# TO-DO LIST:
[a] In the forum thread about the new team photographer job, what lens was used for all the action shots?
[b] Return the exact passage from the forum thread about the team photographer job, starting at the words "# I Got A Job!" and stopping after "so beyond excited!".
[c] Pick up the forum thread about the team photographer job after its last line and write what comes next.

# READING PASSAGE:
* Begin *

# I Got A Job!



## Hof8231 (Jan 21, 2014)

Not quite a NFL sideline photographer yet but hey, it's a start lol. I'm working as photographer for the Trenton Freedom, an expansion Professional Indoor Football League (PIFL) team based out of Trenton, NJ...which is very convenient as I live in Philly. My main responsibility is going to be action shots for the websites/media guides/programs/etc., but over the course of the tryouts they also had me taking shots of every tryout participant with their bib number, some shots of the area, along with other general things. It's been a great experience so far and I'm so beyond excited!

I've also been working and talking a lot with the broadcasting school that's taking care of all the broadcasting/video duties. I'm learning a hell of a lot already. 

Here are some of my photos from the most recent tryout:

1. View from the Owners' Box (Sigma 15mm f/2.8 diagonal fisheye)



BD1B0026 by SteveH8231, on Flickr

2. Arena from the end zone (Sigma 15mm f/2.8 diagonal fisheye)



BD1B0038 by SteveH8231, on Flickr

3. 



A31K1508 by SteveH8231, on Flickr

4.



A31K1577 by SteveH8231, on Flickr

5.



A31K1600 by SteveH8231, on Flickr

6.



A31K1771 by SteveH8231, on Flickr

7.



A31K1640 by SteveH8231, on Flickr

8.



A31K1766 by SteveH8231, on Flickr

All action shots taken with Canon 70-200 f/2.8


----------



## Derrel (Jan 21, 2014)

AWESOME, man! Good for you!!!!!!!!!!!!!!!


----------



## kathyt (Jan 21, 2014)

Congrats. What great experience for you.


----------



## ronlane (Jan 21, 2014)

* End *

[Excerpts of labeled region data]
* Begin *

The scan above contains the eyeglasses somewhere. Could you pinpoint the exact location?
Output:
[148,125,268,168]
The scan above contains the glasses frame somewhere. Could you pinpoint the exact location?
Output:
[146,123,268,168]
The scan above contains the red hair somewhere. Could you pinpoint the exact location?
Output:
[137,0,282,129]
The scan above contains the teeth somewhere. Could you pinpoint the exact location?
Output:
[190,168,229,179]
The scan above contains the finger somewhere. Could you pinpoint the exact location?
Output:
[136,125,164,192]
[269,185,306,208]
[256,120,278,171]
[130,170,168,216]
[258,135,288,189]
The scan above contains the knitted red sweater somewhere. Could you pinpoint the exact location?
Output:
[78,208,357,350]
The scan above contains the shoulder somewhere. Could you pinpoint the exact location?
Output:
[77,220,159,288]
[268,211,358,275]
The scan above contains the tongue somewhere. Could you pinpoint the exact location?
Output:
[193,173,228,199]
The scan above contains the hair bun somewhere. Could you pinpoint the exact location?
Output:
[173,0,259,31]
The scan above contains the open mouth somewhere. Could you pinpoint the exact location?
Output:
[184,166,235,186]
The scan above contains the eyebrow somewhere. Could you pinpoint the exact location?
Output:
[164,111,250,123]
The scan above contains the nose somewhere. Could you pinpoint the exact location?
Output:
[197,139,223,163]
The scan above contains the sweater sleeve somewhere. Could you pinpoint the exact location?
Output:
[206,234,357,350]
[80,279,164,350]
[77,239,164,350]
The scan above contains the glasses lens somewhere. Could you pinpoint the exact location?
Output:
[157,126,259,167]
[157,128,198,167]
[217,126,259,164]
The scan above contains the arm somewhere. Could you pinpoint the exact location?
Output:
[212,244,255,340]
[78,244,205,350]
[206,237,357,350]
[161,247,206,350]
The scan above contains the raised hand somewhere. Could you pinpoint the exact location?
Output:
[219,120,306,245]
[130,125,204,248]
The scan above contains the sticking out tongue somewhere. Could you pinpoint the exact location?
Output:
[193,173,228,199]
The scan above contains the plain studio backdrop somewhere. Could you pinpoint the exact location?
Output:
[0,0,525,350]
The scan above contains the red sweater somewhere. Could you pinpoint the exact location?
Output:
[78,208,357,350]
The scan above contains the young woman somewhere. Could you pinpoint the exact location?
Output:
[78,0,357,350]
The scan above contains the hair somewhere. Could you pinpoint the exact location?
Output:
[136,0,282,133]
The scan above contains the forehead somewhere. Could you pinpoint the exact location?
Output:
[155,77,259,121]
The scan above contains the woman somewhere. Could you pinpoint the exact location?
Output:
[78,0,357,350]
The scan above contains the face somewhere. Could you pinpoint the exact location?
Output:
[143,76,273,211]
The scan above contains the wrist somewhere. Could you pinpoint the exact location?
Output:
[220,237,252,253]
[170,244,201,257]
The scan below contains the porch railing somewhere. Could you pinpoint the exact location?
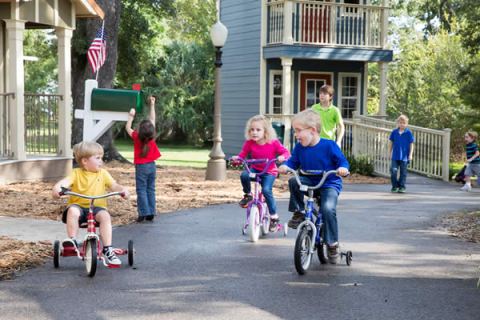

* End *

# THE RESPONSES:
[a] A Canon 70-200 f/2.8.

[b]
# I Got A Job!



## Hof8231 (Jan 21, 2014)

Not quite a NFL sideline photographer yet but hey, it's a start lol. I'm working as photographer for the Trenton Freedom, an expansion Professional Indoor Football League (PIFL) team based out of Trenton, NJ...which is very convenient as I live in Philly. My main responsibility is going to be action shots for the websites/media guides/programs/etc., but over the course of the tryouts they also had me taking shots of every tryout participant with their bib number, some shots of the area, along with other general things. It's been a great experience so far and I'm so beyond excited!

[c]
Cool, congrats.


----------



## BrandonSCMedia (Jan 21, 2014)

Congrats on the job!


----------



## imagemaker46 (Jan 22, 2014)

Good for you, looking forward to seeing some of the game action. The bonus of shooting indoors is that you can cover more area with one lens. Have fun.


----------



## The_Traveler (Jan 22, 2014)

congratulations


----------



## Brand000n (Jan 22, 2014)

Wow, congratulations! I hope you keep us updated on your experience! How did you go about building a portfolio and applying for the position? Just the standard shoot high school games? 

Sent from my SPH-L710 using Tapatalk


----------



## vimwiz (Jan 22, 2014)

Wow, I never knew indoor american football existed.  Looks cool, congratulatioms!


----------



## BillM (Jan 22, 2014)

Congrats !!!!!


----------



## LarryLomona (Jan 22, 2014)

Congrats.:thumbup:


----------



## Nibbio (Feb 10, 2014)

Congratulations! Blessings!


----------



## Warhorse (Feb 10, 2014)

Very cool, congratulations!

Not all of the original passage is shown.